Page excerpt:
⁂

# Install Ultralytics in Colab

In [None]:
pip install ultralytics



# Imports

In [None]:
from google.colab import drive
drive.mount('/content/drive')

Mounted at /content/drive


In [None]:
import os

In [None]:
from ultralytics import YOLO
from ultralytics.data.utils import autosplit

# Split and Merge Functions

**IMPORTANT:** For `DATASET_DIR` to work, you need to:
1. Create a shortcut to the Shared Drive
2. Add it to the root directory of your Drive (ex. `"/content/drive/MyDrive/Verizon ML Project"`)
3. Upload your images and text files **TOGETHER** in the dataset folder

In [None]:
PROJECT_DIR = "/content/drive/MyDrive/Verizon ML Project"
DATASET_DIR = os.path.join(PROJECT_DIR, "dataset")

split_paths = set() # element => (img_path, label_path)

⁂

Complete the following:
a) Edit the Ultralytics notebook excerpt by rewriting the stretch from "# Split and" through "element => (img_path, label_path)", with "shortcut" changed to "link".
b) In the Ultralytics notebook, what path is assigned to `PROJECT_DIR`?
c) Supply the next part of the Ultralytics notebook, starting right after its last line.
The data after this point is separate from the Ultralytics notebook.

Labeled region records:
⁂

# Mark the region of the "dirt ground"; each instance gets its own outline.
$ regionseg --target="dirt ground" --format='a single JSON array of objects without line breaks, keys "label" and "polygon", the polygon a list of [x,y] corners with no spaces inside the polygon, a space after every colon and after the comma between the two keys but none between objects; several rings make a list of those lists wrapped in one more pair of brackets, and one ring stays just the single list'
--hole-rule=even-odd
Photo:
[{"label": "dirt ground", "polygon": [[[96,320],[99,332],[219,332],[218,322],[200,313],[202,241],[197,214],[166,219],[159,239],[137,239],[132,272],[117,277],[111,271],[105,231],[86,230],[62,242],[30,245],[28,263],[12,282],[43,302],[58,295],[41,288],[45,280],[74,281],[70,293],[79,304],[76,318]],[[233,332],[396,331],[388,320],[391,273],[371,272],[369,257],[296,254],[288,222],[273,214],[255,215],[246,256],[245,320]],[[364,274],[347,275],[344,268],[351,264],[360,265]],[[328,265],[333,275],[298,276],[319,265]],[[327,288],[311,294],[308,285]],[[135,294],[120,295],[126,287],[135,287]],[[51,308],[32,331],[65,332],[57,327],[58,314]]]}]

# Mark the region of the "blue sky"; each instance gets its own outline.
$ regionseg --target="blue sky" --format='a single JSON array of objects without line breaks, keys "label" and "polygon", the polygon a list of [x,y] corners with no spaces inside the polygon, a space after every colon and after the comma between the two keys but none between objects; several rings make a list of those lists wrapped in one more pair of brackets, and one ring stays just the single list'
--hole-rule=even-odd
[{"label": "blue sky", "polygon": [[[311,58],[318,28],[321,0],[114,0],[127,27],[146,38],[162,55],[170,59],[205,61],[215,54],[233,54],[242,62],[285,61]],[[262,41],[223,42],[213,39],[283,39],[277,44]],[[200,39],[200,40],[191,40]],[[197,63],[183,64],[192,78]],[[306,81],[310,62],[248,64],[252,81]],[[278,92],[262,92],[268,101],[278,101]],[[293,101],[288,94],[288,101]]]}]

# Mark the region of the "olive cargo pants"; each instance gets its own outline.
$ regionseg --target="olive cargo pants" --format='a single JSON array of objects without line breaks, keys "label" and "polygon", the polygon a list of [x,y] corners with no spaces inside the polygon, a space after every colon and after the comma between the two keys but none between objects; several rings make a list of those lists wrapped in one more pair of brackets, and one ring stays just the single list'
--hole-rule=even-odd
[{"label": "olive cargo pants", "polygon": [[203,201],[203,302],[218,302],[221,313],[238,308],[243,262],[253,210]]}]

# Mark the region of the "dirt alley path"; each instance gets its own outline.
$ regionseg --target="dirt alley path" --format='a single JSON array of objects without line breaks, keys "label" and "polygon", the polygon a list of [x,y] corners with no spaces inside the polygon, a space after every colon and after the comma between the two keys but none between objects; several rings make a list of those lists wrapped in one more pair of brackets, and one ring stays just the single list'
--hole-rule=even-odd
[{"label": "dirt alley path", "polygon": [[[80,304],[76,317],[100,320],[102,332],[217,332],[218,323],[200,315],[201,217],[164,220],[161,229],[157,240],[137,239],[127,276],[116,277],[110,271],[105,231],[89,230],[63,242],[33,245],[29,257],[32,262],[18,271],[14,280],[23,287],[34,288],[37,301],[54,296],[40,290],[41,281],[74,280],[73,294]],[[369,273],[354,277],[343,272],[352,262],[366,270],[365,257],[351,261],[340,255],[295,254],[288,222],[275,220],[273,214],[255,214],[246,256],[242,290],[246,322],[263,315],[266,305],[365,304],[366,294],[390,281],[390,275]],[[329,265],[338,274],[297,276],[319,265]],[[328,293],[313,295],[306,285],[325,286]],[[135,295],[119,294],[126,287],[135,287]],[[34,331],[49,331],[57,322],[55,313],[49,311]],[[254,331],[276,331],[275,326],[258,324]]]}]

⁂

Answers below:
a)
# Split and Merge Functions

**IMPORTANT:** For `DATASET_DIR` to work, you need to:
1. Create a link to the Shared Drive
2. Add it to the root directory of your Drive (ex. `"/content/drive/MyDrive/Verizon ML Project"`)
3. Upload your images and text files **TOGETHER** in the dataset folder

In [None]:
PROJECT_DIR = "/content/drive/MyDrive/Verizon ML Project"
DATASET_DIR = os.path.join(PROJECT_DIR, "dataset")

split_paths = set() # element => (img_path, label_path)

b) "/content/drive/MyDrive/Verizon ML Project"

c)
def split():

    # split dataset into train, val, and test
    autosplit(
        path=DATASET_DIR,
        weights=(0.7, 0.2, 0.1),
        annotated_only=True # only images w/ .txt files are split
    )

    # create images and labels directories
    images_path = os.path.join(DATASET_DIR, "images")
    labels_path = os.path.join(DATASET_DIR, "labels")
    try:
        images_dir = os.mkdir(images_path)
        labels_dir = os.mkdir(labels_path)
    except:
        pass

    # key (folder) => value (corresponding .txt from autosplit)
    splits = {"train":"autosplit_train.txt",
              "val":"autosplit_val.txt",
              "test":"autosplit_test.txt"}

    for split_type, split_txt in splits.items():

        # create partitioned directories (ex. ./dataset/images/train)
        split_img_path = os.path.join(images_path, split_type)
        split_label_path = os.path.join(labels_path, split_type)
        split_paths.add((split_img_path, split_label_path))
        try:
            split_img_dir = os.mkdir(split_img_path)
            split_label_dir = os.mkdir(split_label_path)
        except:
            pass

        # move data into partitions
        f = open(os.path.join(PROJECT_DIR, split_txt))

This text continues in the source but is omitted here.